(Stored items from a collection)
* * *

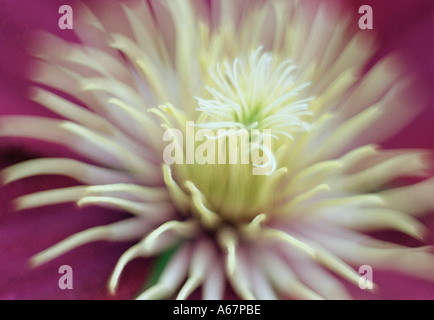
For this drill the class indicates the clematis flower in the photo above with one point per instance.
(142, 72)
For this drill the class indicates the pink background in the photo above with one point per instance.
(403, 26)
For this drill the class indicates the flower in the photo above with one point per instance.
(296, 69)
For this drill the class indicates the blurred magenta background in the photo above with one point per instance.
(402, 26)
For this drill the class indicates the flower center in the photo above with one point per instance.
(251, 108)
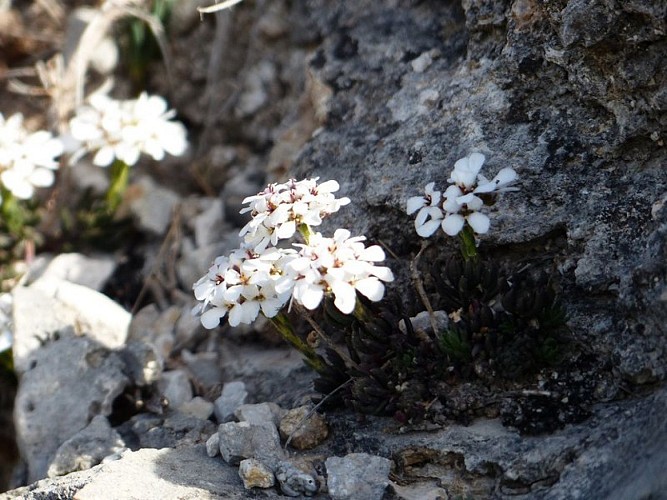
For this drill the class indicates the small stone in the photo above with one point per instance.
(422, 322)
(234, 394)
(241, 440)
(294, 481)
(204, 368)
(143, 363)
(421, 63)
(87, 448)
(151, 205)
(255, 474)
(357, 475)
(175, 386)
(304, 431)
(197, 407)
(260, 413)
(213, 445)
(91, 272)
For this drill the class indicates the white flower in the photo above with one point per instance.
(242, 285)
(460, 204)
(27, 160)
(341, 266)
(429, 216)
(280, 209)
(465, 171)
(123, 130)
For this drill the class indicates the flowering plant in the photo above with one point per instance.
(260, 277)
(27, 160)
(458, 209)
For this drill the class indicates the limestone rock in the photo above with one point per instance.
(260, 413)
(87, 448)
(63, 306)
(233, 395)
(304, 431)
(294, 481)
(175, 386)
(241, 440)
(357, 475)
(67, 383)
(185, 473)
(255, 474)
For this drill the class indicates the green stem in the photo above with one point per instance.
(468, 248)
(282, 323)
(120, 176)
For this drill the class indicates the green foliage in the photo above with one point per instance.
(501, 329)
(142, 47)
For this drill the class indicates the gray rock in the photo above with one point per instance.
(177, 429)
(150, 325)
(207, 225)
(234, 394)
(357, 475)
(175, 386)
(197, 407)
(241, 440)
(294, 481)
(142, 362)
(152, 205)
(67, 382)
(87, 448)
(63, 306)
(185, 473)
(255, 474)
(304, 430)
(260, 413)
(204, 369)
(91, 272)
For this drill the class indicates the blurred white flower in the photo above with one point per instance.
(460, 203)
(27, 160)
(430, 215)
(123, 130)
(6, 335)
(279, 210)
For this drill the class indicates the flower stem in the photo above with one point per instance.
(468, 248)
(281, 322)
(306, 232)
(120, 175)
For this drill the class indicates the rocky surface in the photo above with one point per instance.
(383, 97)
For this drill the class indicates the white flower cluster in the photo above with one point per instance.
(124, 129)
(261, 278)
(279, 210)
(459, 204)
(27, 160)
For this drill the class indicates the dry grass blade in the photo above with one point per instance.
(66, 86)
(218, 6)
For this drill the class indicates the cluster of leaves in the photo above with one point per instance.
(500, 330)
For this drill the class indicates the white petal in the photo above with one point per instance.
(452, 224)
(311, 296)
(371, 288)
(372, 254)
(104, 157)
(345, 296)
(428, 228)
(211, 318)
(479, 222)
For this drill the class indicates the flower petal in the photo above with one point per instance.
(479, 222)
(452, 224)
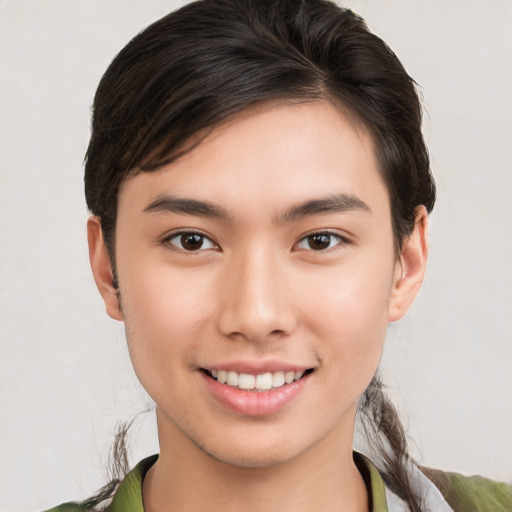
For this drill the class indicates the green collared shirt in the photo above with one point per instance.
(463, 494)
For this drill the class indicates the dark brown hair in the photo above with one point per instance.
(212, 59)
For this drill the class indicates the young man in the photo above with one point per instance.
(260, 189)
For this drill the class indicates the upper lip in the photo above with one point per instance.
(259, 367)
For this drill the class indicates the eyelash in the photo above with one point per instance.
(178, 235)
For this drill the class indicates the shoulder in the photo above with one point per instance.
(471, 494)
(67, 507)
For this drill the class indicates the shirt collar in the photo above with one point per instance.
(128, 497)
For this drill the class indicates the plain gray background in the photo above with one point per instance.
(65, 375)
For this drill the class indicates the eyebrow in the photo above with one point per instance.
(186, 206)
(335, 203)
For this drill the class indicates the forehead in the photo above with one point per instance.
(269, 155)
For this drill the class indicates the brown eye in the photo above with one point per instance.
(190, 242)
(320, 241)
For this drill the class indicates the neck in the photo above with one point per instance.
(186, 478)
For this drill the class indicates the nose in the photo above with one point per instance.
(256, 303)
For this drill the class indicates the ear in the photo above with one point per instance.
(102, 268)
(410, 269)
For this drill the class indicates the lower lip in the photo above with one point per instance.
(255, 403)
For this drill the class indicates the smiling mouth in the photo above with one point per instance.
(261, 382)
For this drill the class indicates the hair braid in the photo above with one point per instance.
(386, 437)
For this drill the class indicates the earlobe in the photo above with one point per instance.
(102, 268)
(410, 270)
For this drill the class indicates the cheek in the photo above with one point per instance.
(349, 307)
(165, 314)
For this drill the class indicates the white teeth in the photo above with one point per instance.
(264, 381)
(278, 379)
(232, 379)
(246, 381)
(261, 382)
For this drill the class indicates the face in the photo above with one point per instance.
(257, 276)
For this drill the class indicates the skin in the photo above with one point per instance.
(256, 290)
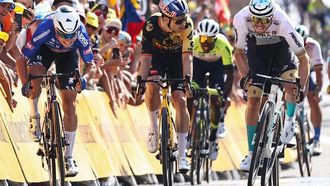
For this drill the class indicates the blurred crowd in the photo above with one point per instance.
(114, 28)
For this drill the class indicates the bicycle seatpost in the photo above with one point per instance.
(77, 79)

* * *

Please repeat all of the data exactly as it stands, leaving the pictures out.

For this drill the class indicates the clematis flower in the photo above with one point per instance.
(142, 72)
For this drill the class indicates the pink background in the photo above with one point per instance.
(403, 26)
For this drill the class indicates the flower in the photo above with one point per instance.
(296, 69)
For this drill the class indicates the blurred magenta background in the photo above with one point per instance.
(402, 26)
For this drill the class indicates the flower center in the photo above with one point per instance.
(251, 108)
For this drill the class indicates the small stone in the photo above with one point per instance.
(422, 322)
(234, 394)
(241, 440)
(294, 481)
(204, 368)
(143, 363)
(421, 63)
(87, 448)
(151, 205)
(255, 474)
(357, 475)
(175, 386)
(304, 431)
(197, 407)
(260, 413)
(213, 445)
(91, 272)
For this drill the class indicates the white flower in the photo above with one point per instance.
(242, 285)
(460, 204)
(27, 160)
(341, 266)
(429, 216)
(280, 209)
(465, 171)
(123, 130)
For this drill the class indicates the flowering plant in the photo above with one point per instance.
(260, 277)
(27, 160)
(458, 209)
For this drill the class indicates the limestone rock in the photo above with one point per instance.
(260, 413)
(87, 448)
(63, 306)
(233, 395)
(304, 431)
(294, 481)
(175, 386)
(241, 440)
(357, 475)
(67, 383)
(185, 473)
(255, 474)
For this drill the class indicates the green stem in the photo above with one point per instance.
(468, 248)
(282, 323)
(120, 176)
For this drill the class indicates the green foliage in the photo above with one point per instance.
(501, 329)
(142, 47)
For this drill the class indicates the gray rock in the photo above with one point per instance.
(177, 429)
(150, 325)
(207, 225)
(234, 394)
(357, 475)
(175, 386)
(197, 407)
(241, 440)
(294, 481)
(142, 362)
(152, 205)
(67, 382)
(87, 448)
(63, 306)
(185, 473)
(255, 474)
(304, 430)
(260, 413)
(204, 369)
(91, 272)
For this drill the class indicates the blurred white flower in the photo above with one point per instance.
(460, 203)
(27, 160)
(430, 215)
(123, 130)
(6, 335)
(279, 210)
For this drill the class indicates the flower stem in the photo above with one point per instance.
(468, 248)
(281, 322)
(306, 232)
(120, 175)
For this drill the class indicates the rocky surface in the photo above with one point per instance.
(383, 97)
For this drill the class indicates the white flower cluster in the photo above with one point per instance.
(124, 129)
(261, 278)
(279, 210)
(459, 204)
(27, 160)
For this drill the class indicates the dry grass blade in the photo above with one point per instance.
(66, 86)
(218, 6)
For this drill the class indicates the cluster of leaves in the photo above with one point per instance.
(500, 330)
For this drill the class indicates the white petal in the photo above with one point per instance.
(452, 224)
(311, 296)
(371, 288)
(372, 254)
(104, 157)
(345, 296)
(428, 228)
(211, 318)
(479, 222)
For this drill the class indicates the flower petal in the photo above with one point per instance.
(479, 222)
(452, 224)
For this drill the class indicates the green collared shirt in the photo above with one point per instance.
(463, 494)
For this drill the class indicates the dark brown hair in the photo above with one point per instance.
(212, 59)
For this drill the class indicates the young man in the photo above with one point per instance.
(260, 189)
For this drill the class indicates the upper lip in the photo above with one point per instance.
(259, 367)
For this drill the class indicates the eyelash in the photo above with one point per instance.
(178, 235)
For this drill the class indicates the shoulder in the photo above with one point per instance.
(471, 494)
(67, 507)
For this drill the class indicates the shirt collar in the photo above with one point per instance.
(128, 497)
For this drill the class indicates the plain gray background in the photo above with one point per instance.
(65, 375)
For this drill the class indicates the eyebrow in the photo above with one point per instance.
(186, 206)
(335, 203)
For this drill the class indicates the forehead in the photo above with one point per instance.
(269, 155)
For this drill the class indicates the brown eye in the photo above with one point per instance.
(190, 242)
(320, 241)
For this drill the class indicates the neck in the photo above with one point per instance.
(186, 478)
For this drill the class indicates the nose in the photo above with one point per instance.
(256, 303)
For this drill the class indicates the ear in the photo above with one point per instance.
(102, 268)
(410, 269)
For this drill the class indicates the lower lip in the photo above with one point per instance.
(255, 403)
For this drill the class indicates the smiling mouth in the photo above with one point per instance.
(261, 382)
For this drill the class indicates the hair braid in the photo above with one point per instance.
(386, 437)
For this drill the class indicates the earlobe in the photo above with one point per instance.
(102, 268)
(410, 270)
For this drill the class indicates the cheek in the photo above with one point per instance.
(349, 307)
(165, 314)
For this drill the class indicates the white teeth in the photo above with one point per instance.
(264, 381)
(278, 379)
(232, 379)
(246, 381)
(261, 382)
For this drill the class indicates the face in the photo above with one point per instance.
(257, 276)
For this drill the class indicates the skin in the photo above with one point per instance.
(256, 290)
For this drill the class indicates the blurred crowd in the photo above with one point per instance.
(114, 28)
For this drill the class indicates the bicycle seatpost in the photo above with one point per instance.
(77, 79)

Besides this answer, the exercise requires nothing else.